### Objective:
Rewrite the entries from the line containing "One pin per instance of the headlight" down to the line containing "<point>177,302</point>", with "manufacturer sticker" changed to "maker's decal" and everything else left the same. Give only those lines.

### Records for this exercise:
☆ ☆ ☆ ☆ ☆

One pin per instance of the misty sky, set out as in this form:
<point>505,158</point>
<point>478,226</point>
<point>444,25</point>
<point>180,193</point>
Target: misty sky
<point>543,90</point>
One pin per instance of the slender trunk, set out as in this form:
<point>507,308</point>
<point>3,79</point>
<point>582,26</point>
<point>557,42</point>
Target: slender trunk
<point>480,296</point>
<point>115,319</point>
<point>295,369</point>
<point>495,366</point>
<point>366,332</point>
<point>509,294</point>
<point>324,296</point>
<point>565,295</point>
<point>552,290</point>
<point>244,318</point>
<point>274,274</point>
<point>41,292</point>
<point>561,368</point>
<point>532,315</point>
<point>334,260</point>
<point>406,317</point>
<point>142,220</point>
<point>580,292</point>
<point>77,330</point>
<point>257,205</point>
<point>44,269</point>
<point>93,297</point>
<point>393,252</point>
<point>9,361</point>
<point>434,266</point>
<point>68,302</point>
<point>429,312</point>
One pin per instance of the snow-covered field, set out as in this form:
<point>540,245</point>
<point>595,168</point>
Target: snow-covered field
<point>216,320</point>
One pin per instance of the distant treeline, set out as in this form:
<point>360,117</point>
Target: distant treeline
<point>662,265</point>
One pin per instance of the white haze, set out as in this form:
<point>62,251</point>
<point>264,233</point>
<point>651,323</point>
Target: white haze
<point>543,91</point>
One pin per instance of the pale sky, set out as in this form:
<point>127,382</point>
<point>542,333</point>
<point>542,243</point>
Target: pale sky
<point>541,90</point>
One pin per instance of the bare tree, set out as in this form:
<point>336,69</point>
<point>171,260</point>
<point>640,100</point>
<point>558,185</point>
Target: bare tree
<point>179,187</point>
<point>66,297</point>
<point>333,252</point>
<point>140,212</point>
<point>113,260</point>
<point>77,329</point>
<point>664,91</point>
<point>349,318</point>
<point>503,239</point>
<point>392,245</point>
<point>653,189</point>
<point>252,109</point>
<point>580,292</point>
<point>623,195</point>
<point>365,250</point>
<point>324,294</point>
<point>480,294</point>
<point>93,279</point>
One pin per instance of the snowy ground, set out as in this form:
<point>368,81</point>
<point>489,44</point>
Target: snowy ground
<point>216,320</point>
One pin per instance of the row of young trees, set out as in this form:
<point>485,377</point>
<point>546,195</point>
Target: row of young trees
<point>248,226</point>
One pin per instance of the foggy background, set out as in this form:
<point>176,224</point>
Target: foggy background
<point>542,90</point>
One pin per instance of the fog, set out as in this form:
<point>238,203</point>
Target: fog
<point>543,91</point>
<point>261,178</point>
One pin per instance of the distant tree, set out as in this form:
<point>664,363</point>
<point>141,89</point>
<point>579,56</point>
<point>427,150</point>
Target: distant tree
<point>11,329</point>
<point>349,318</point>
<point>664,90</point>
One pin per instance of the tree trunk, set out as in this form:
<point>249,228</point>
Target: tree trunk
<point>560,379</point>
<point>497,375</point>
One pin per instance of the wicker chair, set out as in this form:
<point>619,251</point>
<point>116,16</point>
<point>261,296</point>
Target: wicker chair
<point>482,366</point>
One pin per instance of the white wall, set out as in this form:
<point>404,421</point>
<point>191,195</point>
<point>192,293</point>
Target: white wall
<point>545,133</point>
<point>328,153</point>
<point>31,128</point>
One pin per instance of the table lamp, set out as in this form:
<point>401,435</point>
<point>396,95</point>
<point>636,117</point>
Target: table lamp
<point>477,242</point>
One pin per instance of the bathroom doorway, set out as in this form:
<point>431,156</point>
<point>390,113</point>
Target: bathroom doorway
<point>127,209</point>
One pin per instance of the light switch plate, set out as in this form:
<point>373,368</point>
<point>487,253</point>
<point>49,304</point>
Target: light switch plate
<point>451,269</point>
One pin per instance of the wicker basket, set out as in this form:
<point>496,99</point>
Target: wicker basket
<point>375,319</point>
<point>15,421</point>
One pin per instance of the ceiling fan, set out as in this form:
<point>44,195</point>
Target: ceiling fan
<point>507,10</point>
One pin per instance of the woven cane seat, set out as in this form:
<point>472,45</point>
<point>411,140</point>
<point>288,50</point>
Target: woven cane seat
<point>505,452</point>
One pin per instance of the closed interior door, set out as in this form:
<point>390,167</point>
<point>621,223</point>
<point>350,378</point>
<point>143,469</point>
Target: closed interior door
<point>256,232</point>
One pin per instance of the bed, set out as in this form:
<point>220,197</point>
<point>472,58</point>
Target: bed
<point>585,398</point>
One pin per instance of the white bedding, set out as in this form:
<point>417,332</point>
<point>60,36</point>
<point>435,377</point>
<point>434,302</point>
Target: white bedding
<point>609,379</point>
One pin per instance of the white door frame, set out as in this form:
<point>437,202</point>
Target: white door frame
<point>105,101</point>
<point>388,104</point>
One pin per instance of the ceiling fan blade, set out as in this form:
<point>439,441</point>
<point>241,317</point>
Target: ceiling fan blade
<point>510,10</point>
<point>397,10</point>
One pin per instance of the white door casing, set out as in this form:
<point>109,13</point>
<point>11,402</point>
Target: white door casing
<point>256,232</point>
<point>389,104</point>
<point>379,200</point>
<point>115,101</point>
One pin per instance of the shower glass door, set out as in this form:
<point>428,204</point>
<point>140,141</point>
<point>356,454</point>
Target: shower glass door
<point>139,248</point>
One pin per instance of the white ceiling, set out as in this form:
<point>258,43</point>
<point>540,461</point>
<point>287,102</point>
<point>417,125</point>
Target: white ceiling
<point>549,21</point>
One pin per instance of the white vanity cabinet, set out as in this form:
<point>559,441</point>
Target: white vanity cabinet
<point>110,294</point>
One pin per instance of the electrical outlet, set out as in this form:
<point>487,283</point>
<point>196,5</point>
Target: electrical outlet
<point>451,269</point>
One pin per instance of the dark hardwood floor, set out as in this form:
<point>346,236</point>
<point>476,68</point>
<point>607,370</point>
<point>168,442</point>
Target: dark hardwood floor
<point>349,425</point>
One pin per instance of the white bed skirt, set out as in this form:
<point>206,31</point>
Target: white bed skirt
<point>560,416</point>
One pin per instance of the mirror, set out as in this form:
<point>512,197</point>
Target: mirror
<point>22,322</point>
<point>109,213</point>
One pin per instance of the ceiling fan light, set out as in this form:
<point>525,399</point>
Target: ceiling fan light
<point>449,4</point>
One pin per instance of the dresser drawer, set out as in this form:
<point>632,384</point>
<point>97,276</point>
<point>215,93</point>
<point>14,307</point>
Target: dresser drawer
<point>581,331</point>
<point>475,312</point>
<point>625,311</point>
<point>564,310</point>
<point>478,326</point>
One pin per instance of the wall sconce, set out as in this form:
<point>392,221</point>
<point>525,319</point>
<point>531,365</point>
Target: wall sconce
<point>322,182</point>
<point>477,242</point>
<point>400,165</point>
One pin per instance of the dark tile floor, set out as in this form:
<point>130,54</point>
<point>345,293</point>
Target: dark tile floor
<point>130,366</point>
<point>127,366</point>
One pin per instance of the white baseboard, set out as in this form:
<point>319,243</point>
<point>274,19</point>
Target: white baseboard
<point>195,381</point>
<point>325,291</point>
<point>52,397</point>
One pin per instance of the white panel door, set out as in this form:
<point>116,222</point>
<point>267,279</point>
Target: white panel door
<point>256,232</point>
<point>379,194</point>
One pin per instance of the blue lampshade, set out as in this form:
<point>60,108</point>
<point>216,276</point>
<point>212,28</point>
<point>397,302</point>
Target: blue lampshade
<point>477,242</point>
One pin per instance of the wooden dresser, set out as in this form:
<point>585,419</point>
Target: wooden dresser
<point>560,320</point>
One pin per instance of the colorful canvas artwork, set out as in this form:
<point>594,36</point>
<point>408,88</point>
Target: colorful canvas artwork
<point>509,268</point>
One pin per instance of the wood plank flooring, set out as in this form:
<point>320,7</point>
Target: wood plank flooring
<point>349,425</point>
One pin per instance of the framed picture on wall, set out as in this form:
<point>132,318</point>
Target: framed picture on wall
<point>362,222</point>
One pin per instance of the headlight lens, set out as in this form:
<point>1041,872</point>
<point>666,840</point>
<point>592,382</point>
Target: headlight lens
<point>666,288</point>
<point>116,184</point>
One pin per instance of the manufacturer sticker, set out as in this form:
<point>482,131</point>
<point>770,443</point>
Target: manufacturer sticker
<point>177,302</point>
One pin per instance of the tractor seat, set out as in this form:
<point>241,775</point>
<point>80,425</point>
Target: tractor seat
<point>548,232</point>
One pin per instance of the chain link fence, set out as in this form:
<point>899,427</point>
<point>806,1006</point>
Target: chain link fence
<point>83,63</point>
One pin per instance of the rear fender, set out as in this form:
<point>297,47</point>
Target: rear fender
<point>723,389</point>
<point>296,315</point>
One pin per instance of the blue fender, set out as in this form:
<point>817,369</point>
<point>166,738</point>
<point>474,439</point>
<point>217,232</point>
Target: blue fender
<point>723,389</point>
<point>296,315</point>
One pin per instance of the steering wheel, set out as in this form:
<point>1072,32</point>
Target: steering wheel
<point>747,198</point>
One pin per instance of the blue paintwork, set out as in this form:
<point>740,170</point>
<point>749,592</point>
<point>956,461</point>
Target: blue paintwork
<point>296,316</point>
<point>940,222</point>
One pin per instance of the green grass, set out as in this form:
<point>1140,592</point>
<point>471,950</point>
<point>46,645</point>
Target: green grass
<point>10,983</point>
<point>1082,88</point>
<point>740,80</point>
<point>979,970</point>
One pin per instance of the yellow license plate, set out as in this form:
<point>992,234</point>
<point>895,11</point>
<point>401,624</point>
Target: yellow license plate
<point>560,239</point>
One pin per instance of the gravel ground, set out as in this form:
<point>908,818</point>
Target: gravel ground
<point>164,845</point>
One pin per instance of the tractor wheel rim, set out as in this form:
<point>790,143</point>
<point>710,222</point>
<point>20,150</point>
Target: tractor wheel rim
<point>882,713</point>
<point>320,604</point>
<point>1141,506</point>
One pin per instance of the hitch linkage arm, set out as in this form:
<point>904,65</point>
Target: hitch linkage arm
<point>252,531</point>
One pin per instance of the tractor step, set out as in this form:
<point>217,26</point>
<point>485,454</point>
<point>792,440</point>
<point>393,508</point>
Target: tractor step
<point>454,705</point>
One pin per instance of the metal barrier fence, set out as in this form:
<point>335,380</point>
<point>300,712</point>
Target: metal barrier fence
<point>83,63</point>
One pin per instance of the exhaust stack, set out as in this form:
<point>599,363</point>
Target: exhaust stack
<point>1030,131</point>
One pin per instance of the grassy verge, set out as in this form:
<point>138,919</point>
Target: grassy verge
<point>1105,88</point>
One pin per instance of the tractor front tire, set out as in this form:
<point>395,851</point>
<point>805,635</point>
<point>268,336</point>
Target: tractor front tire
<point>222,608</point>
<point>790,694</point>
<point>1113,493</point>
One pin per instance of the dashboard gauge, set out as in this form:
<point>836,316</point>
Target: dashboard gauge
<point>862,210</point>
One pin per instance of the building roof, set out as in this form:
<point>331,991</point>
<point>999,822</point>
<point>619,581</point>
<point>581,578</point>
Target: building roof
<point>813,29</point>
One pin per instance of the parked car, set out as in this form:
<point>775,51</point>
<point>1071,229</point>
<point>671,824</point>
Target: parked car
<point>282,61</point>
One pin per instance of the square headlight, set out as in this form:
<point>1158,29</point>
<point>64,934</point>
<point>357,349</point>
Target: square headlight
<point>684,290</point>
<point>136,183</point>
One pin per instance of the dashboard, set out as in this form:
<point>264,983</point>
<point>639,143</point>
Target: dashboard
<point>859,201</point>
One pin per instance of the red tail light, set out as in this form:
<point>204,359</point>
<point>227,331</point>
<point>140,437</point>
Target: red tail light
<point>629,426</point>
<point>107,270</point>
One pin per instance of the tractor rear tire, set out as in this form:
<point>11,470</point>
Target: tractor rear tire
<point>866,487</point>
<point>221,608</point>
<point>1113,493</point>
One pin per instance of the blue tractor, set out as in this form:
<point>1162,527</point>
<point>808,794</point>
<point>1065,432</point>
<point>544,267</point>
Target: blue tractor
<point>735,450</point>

☆ ☆ ☆ ☆ ☆

### Correct output:
One pin per instance of the headlight lens, set out as in this form:
<point>1041,872</point>
<point>666,840</point>
<point>592,382</point>
Target: headlight lens
<point>666,288</point>
<point>116,184</point>
One pin per instance of the maker's decal, set out as in this form:
<point>482,131</point>
<point>770,443</point>
Target: maker's decal
<point>177,302</point>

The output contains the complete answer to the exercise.